→ Data:
.....

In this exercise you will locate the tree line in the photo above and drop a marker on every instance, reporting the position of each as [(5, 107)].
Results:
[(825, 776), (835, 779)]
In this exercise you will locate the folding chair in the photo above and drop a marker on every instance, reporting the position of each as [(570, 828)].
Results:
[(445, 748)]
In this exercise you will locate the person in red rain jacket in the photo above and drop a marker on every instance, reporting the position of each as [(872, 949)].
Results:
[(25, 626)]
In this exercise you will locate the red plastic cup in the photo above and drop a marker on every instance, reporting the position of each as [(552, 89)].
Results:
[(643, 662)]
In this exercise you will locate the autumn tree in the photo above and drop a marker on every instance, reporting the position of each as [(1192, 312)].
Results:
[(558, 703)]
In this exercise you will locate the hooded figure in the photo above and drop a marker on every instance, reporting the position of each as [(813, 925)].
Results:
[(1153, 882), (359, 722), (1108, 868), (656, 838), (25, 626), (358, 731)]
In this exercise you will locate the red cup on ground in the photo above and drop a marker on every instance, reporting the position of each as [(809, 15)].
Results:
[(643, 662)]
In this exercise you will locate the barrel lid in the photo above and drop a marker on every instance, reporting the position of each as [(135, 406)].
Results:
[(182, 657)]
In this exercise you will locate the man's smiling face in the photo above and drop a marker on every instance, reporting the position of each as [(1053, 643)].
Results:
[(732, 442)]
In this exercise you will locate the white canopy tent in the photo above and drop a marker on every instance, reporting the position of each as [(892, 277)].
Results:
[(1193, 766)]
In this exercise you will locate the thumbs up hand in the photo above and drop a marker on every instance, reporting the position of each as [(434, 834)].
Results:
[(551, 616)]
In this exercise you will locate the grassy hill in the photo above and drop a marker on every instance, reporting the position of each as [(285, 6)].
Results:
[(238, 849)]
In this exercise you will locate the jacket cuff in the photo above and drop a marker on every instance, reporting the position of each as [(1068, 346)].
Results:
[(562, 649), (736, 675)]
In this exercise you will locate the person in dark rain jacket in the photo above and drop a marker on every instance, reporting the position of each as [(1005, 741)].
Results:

.....

→ Written problem:
Starting at the line that contains "In this exercise you will locate the thumbs" and ending at the final line of the records, rewrite those lines as a numbered list, omitting any blank lines.

→ Problem solution:
1. In this exercise you will locate the thumbs up hand in the photo above and drop a marker on every instance, reporting the position of each as [(434, 834)].
2. Results:
3. [(551, 616)]
4. In this exercise you will locate the grassy hill in the photo above and drop a marker on every instance, reporting the position of each as [(285, 6)].
5. Results:
6. [(238, 849)]
7. In this exercise you will locate the jacket cuff in the photo above and drop a marker on every instance, reporting the position of each as [(1068, 346)].
8. Results:
9. [(562, 649), (736, 675)]
10. In this exercise you will locate the person in dark rain jacket in the photo above and drop a marker on every instance, reporting the position of each as [(1005, 741)].
11. Results:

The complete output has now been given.